ФРАГМЕНТ ТЕКСТА.
#####

Ясно, что и Гервинус не свободен от религии «des grands principes de 89». Причины падения древнего Египта так же хорошо известны, как и причины падения эллинских государств, хотя и в более общих чертах, с менее осязательными подробностями.
И здесь мы увидим то же, что и везде. В цветущем периоде сложность и единство, сословность, деспотизм формы; потом еще большее, но мгновенное увеличение разнообразия посредством небывалого дотоле допущения иностранцев (греков и финикиян при Псамметихе и Нехао; 200 000 емкое выселились при виде такого прогресса), возрастание богатства, торговли и промышленности, поэтому большая подвижность классов и всей жизни, потом незаметное сразу уравнение, смешение, слитие и… наконец, почти всегда неожиданное, внезапное падение (Нехао-Лессепс, Камбиз и т. д.).
Говорить ли о Риме? Его постепенная демократизация слишком известна. Смешивался и уравнивался он не раз. Первый раз патриции смешались, уравнялись постепенно с плебеями в маленьком, первоначальном Риме. Это придало Риму, как всегда бывает, мгновенную силу, и он воспользовался этой силой для завоеваний в Италии. При этих завоеваниях наставшее внутреннее уравнительное упрощение восполнилось новым разнообразием как быта присоединяемых областей, так и неравномерными правами, даруемыми им.
Потом почти вся Италия смешалась, сравнялась в правах и, вероятно, в духе и быте. Начались завоевания на юге и западе, на севере и востоке весьма разнообразных племен и государств.
Все простые аристократические реакции Кориоланов, Сулл, Помпеев, Брутов и здесь не удались надолго, хотя, конечно, и сделали свою долю пользы в смысле какой-нибудь еще не понятной нам пондерации реальных сил общества. Цезарь и Август еще более демократизировали государство: они были вынуждены ходом развития сделать это, и осуждать их за это нельзя. Время от Пунических войн приблизительно до Антонинов включительно есть время цветущей сложности Рима. Упрощаясь в одном, развязывая себе руки, он еще более разнообразился, вырастая до тех пор, пока силы, сменивающие и упрощающие все существующее, не взяли и в нем верх над силами осложняющими и объединяющими, над силами организующими. Каракалла (в III веке по Р. X.) уравнял права всех граждан, рожденных не от рабов, по всей империи. При Диоклетиане (который был сам сын раба) мы стоим уже у ворот Византии. Не находя около себя сословных начал, он ввел сложное чиновничество (вероятно, по образцам древневосточным, персо-халдейским; ибо все возвращается, хотя и несколько в новом виде). После него Константин принял христианство. Вместо политеистического, муниципально-аристократического, конституционного, так сказать, Рима явилась христианская, бюрократическая, но все-таки муниципальная, кесарская Византия.

#####

ИСХОДНЫЕ ДАННЫЕ.
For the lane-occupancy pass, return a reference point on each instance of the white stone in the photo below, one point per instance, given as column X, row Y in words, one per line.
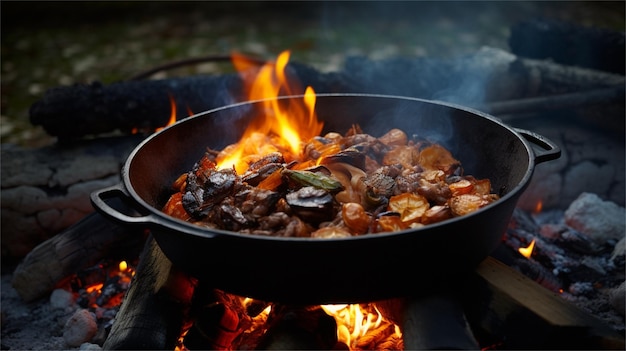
column 80, row 328
column 599, row 220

#####

ЧТО СДЕЛАТЬ.
a) Перепишите из фрагмента текста без изменений отрывок, начиная со слов «Говорить ли о» и далее до слов «племен и государств.».
b) Кто, согласно фрагменту текста, уравнял права всех граждан, рожденных не от рабов, по всей империи?
c) Переведите на английский язык предложение из фрагмента текста: «После него Константин принял христианство».
Строки здесь никакой роли не играют.

ОТВЕТЫ.
a)
Говорить ли о Риме? Его постепенная демократизация слишком известна. Смешивался и уравнивался он не раз. Первый раз патриции смешались, уравнялись постепенно с плебеями в маленьком, первоначальном Риме. Это придало Риму, как всегда бывает, мгновенную силу, и он воспользовался этой силой для завоеваний в Италии. При этих завоеваниях наставшее внутреннее уравнительное упрощение восполнилось новым разнообразием как быта присоединяемых областей, так и неравномерными правами, даруемыми им.
Потом почти вся Италия смешалась, сравнялась в правах и, вероятно, в духе и быте. Начались завоевания на юге и западе, на севере и востоке весьма разнообразных племен и государств.

b) Каракалла.

c) After him, Constantine adopted Christianity.